╭─ Excerpted passage

Supply chain: Global commodity flows

A logistics analyst maps how a commodity (say, soybeans) flows from producing countries (Brazil, U.S., Argentina) through ports and shipping lanes to consuming countries (China, EU, Mexico). The widths reveal trade dependencies that bar charts of imports and exports alone never quite capture.

Supply Chain

// 09Variations

Types of Sankey diagrams

The basic Sankey diagram has several important variants, each suited to slightly different data situations. The headline rule stays the same: pick the variant whose strengths match your question.

Two-stage Sankey

The simplest form — direct flows from one set of categories to another without intermediate stages. Often the best place to start.

Multi-stage Sankey

Multiple intermediate columns show flows through several process stages — common in manufacturing, energy, and supply-chain analysis.

loss

Energy / loss Sankey

Adds an explicit “rejected energy” or “loss” destination so waste is shown rather than implied. The classic engineering use case Sankey himself drew.

Alluvial diagram

A specialized Sankey for tracking how categorical group memberships shift between stages — e.g., survey respondents moving between income brackets over time.

// 10Comparisons

Sankey diagram vs other chart types

Sankey diagrams get confused with several other flow-style charts because they all use bands, ribbons, or arrows. The differences matter — picking the wrong one changes what your reader is allowed to conclude.

Sankey vs alluvial diagram

Alluvial diagrams are a special case of Sankey designed for showing how categorical group memberships shift between stages. Sankey is the broader family and accepts any quantity flow, including non-categorical transfers like energy or money.

Sankey diagram

Generic flow visualization. Nodes can differ at every stage, and the data may be physical units like kilowatt-hours or kilograms rather than counts of items.

╰─

Request 1
Extract the part of the Sankey diagram passage starting at "A specialized Sankey" and ending at "allowed to conclude.", copying it word for word.

╭─ Supplied records

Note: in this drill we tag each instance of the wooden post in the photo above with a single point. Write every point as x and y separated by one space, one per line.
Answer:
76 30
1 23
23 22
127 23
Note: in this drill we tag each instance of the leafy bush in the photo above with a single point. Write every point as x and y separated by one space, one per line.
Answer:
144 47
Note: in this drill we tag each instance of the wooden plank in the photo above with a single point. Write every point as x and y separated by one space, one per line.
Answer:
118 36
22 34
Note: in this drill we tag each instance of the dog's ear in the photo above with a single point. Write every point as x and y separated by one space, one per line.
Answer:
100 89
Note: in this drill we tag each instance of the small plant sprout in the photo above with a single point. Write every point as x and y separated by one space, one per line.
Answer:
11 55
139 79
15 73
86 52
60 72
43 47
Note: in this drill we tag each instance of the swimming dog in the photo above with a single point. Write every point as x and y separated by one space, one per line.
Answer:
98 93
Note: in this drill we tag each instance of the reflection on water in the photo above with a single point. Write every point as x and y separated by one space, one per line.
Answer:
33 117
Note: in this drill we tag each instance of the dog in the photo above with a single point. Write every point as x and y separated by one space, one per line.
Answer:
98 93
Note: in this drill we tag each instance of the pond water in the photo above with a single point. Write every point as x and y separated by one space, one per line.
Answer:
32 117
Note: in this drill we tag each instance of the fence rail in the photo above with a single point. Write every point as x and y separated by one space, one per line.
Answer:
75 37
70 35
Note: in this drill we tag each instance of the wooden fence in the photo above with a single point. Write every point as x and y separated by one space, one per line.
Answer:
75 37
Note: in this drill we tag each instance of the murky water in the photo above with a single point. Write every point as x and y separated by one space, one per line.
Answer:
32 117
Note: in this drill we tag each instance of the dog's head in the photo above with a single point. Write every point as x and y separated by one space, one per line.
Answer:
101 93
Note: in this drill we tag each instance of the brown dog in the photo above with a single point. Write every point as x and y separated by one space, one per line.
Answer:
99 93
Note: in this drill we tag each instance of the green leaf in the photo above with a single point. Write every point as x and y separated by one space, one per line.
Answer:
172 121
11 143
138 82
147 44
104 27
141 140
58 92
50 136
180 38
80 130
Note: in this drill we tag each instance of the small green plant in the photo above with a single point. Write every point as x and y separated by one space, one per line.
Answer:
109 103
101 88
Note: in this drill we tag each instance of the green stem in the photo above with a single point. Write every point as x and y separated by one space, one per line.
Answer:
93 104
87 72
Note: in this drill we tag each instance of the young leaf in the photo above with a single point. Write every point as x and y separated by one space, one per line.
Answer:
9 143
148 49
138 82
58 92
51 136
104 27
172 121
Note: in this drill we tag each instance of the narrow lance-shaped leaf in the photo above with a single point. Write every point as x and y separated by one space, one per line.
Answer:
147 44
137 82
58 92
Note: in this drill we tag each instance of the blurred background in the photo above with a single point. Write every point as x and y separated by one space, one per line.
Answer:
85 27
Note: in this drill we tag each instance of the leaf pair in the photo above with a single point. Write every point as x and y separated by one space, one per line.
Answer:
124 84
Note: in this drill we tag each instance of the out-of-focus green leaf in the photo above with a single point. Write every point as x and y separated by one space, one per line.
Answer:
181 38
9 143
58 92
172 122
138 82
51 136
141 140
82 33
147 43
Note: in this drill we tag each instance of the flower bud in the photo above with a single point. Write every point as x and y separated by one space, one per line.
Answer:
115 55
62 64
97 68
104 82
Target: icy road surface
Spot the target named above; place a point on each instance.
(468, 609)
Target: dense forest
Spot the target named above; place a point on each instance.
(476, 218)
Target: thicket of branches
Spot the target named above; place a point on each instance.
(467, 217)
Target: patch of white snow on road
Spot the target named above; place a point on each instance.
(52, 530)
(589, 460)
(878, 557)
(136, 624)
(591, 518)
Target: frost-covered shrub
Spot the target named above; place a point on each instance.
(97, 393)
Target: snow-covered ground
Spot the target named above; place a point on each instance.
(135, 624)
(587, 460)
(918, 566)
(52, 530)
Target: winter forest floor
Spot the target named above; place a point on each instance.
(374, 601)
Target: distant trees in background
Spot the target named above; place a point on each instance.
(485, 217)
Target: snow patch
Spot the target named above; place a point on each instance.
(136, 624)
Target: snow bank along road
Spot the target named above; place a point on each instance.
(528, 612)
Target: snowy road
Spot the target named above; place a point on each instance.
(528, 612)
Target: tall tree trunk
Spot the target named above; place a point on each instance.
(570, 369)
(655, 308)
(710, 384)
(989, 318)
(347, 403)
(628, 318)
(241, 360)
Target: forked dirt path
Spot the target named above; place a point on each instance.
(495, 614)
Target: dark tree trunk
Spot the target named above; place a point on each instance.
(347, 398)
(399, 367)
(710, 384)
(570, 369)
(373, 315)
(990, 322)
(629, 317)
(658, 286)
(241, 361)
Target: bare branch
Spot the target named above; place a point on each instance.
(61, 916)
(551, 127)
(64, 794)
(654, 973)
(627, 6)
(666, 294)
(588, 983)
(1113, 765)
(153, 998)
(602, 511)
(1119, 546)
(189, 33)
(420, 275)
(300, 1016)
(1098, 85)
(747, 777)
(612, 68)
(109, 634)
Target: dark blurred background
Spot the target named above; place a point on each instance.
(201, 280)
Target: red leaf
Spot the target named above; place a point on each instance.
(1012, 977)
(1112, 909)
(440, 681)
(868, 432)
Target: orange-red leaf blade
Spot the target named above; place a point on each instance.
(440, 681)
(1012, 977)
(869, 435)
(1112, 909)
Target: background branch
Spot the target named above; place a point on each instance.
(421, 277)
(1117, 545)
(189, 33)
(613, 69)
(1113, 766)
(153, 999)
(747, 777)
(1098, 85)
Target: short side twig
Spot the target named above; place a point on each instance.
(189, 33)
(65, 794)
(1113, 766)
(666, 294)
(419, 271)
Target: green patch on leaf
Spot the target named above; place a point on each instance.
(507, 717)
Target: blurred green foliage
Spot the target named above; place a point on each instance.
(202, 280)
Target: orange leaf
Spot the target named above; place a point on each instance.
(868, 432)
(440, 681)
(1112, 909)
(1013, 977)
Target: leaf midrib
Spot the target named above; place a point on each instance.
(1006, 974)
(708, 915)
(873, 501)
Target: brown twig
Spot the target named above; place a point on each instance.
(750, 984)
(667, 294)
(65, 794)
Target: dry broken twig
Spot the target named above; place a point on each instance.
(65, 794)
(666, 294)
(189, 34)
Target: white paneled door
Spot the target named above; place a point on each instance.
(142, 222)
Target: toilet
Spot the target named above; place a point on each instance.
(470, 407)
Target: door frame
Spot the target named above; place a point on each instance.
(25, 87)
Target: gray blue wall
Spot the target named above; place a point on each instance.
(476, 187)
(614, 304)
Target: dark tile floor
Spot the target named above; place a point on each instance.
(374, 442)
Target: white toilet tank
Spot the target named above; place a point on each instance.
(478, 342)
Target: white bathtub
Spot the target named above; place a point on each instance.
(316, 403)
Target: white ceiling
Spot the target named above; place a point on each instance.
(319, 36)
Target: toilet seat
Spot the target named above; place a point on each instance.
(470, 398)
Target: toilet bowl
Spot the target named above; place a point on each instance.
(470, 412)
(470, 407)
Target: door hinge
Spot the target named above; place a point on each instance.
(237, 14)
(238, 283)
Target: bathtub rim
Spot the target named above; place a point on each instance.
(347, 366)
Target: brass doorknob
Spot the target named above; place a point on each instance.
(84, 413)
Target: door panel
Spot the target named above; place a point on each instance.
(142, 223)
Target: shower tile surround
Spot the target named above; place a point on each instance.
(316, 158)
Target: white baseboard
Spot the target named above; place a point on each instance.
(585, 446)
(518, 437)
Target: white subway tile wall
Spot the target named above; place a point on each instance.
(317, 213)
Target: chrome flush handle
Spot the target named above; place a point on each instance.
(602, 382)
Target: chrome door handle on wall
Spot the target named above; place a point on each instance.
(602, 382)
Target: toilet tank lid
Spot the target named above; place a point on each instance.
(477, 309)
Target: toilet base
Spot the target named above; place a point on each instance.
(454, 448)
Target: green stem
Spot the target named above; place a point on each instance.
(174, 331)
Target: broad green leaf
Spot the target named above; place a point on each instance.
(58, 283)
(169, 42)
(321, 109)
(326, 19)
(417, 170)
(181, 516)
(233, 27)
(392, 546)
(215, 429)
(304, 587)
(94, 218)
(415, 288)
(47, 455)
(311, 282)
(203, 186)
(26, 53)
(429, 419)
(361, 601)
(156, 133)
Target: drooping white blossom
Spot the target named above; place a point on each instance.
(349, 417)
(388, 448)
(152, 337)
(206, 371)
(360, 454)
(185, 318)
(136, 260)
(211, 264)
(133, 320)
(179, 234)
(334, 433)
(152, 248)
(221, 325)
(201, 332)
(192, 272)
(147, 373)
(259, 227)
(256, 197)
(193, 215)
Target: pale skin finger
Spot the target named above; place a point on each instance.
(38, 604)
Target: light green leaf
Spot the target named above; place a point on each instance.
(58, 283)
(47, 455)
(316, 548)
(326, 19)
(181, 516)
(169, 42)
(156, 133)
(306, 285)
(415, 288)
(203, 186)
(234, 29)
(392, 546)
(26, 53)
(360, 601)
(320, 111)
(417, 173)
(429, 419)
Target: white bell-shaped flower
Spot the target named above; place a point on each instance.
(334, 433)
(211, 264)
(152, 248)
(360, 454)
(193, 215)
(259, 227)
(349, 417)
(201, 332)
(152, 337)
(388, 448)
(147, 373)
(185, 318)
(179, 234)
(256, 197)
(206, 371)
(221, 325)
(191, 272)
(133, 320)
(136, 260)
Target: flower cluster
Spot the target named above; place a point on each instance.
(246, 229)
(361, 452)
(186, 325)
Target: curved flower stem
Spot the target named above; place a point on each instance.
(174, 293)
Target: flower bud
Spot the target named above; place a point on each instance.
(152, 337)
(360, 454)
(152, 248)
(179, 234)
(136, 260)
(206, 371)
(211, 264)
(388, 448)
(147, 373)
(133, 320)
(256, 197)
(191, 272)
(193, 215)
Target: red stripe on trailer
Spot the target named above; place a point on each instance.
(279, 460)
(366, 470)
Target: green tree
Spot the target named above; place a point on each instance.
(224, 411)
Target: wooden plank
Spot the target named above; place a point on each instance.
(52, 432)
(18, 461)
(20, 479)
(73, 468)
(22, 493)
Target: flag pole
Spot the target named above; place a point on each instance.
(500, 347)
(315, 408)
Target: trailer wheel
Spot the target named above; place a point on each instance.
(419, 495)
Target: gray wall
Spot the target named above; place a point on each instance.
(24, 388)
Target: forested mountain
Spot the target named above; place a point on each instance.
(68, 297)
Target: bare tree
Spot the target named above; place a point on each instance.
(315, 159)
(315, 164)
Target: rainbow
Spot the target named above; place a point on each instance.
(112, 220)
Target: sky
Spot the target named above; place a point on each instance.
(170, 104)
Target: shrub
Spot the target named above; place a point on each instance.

╰─

Request 2
In the records, starting at the line that contains "Target: flower bud" and ending at the final line of the records, switch "trailer" to "wagon" wherever it occurs. Give back only those lines, with nothing else changed.

Complete answer 1
A specialized Sankey for tracking how categorical group memberships shift between stages — e.g., survey respondents moving between income brackets over time.

// 10Comparisons

Sankey diagram vs other chart types

Sankey diagrams get confused with several other flow-style charts because they all use bands, ribbons, or arrows. The differences matter — picking the wrong one changes what your reader is allowed to conclude.

Complete answer 2
Target: flower bud
Spot the target named above; place a point on each instance.
(152, 337)
(360, 454)
(152, 248)
(179, 234)
(136, 260)
(206, 371)
(211, 264)
(388, 448)
(147, 373)
(133, 320)
(256, 197)
(191, 272)
(193, 215)
Target: red stripe on wagon
Spot the target named above; place a point on each instance.
(279, 460)
(366, 470)
Target: green tree
Spot the target named above; place a point on each instance.
(224, 411)
Target: wooden plank
Spot the target named above; place a point on each instance.
(52, 432)
(18, 461)
(20, 479)
(73, 468)
(22, 493)
Target: flag pole
Spot the target named above; place a point on each instance.
(500, 347)
(315, 408)
Target: wagon wheel
Spot the target named above; place a point on each instance.
(419, 495)
Target: gray wall
Spot the target named above; place a point on each instance.
(24, 388)
Target: forested mountain
Spot the target named above; place a point on each instance.
(68, 297)
Target: bare tree
Spot the target named above; place a point on each instance.
(315, 159)
(315, 164)
Target: rainbow
Spot the target named above; place a point on each instance.
(112, 220)
Target: sky
Spot the target named above; place a point on each instance.
(170, 104)
Target: shrub
Spot the target named above; place a point on each instance.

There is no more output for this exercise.